**Work to complete**
**a.** According to the text shown, what fundraising goal did the school set?
**b.** From the text shown, copy word for word the part that begins with "On the day of" and ends with "million fundraising goal.".

**Text shown**
============================================================

On the day of my visit, construction was well underway on a 75,000-square-foot addition that will house the library and media center, cafeteria and common area, auditorium, band room, gymnasium and auxiliary gym. “This is where history meets technology,” said Stacey of the state-of-the-art addition. Federal and state tax credits have allowed the school to build a campus worth more than $20 million. At this writing, the school was just $4 million shy of its $14.7 million fundraising goal.

Always intertwined with new beginnings are sad goodbyes. Alumni, parents, students and friends bid farewell to the old school at Powers Catholic’s Last Party in April. For one family, the occasion was especially bittersweet. This year, the Racine family of Grand Blanc came full circle. Paul and Sandy Racine’s youngest son, Nick, is the last of the couple’s four children to graduate from the Carpenter Road campus. Paul was a student of the first graduating class back in the 70s. While Sandy is disappointed that Nick won’t have the experience of receiving his education in the newly-built school, she and Paul are staunch supporters of the move.

============================================================

**Supplied material**
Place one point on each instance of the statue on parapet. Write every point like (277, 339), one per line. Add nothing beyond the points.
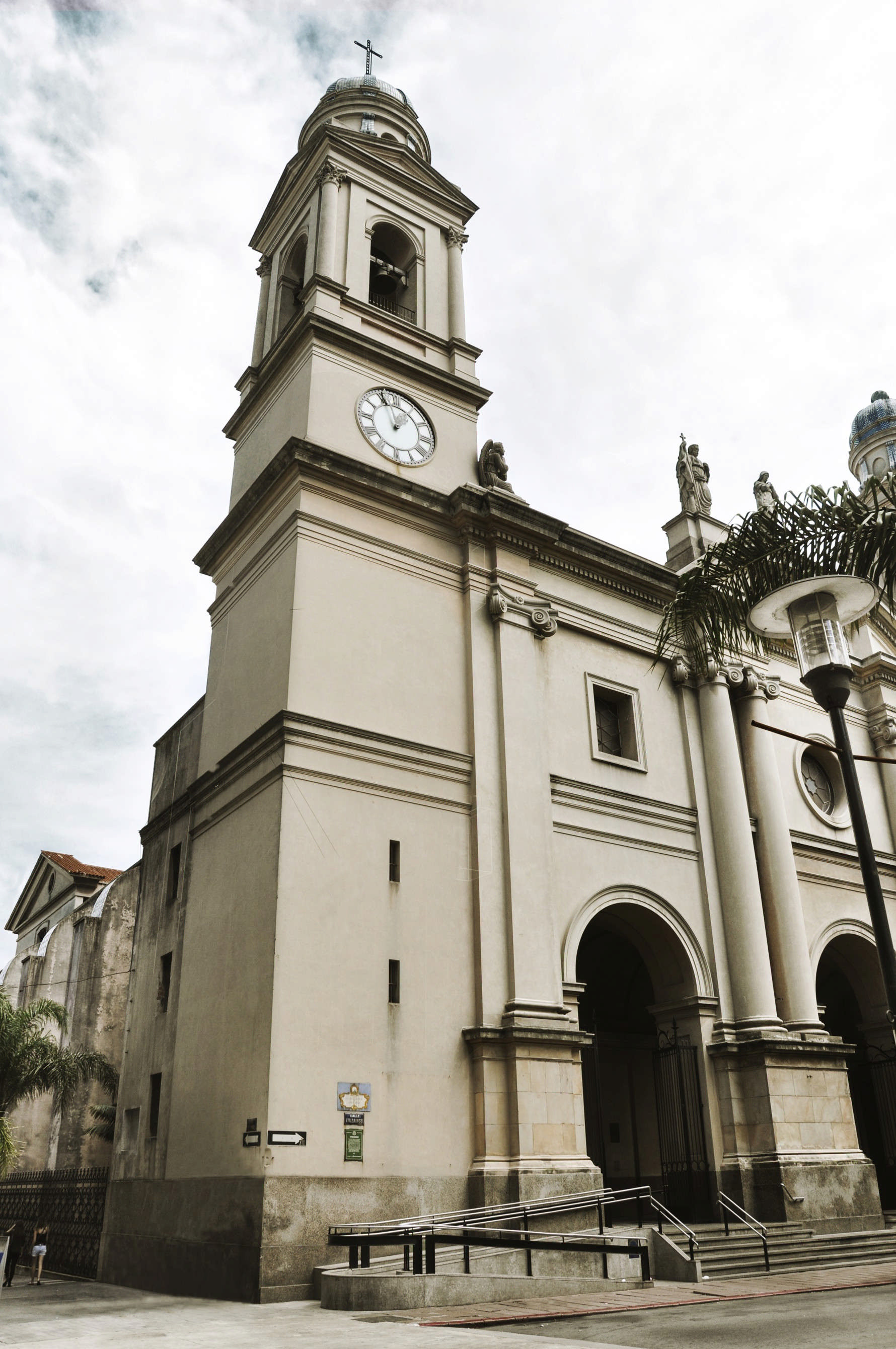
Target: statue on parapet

============================================================

**Answers by task**
**a.** $14.7 million

**b.**
On the day of my visit, construction was well underway on a 75,000-square-foot addition that will house the library and media center, cafeteria and common area, auditorium, band room, gymnasium and auxiliary gym. “This is where history meets technology,” said Stacey of the state-of-the-art addition. Federal and state tax credits have allowed the school to build a campus worth more than $20 million. At this writing, the school was just $4 million shy of its $14.7 million fundraising goal.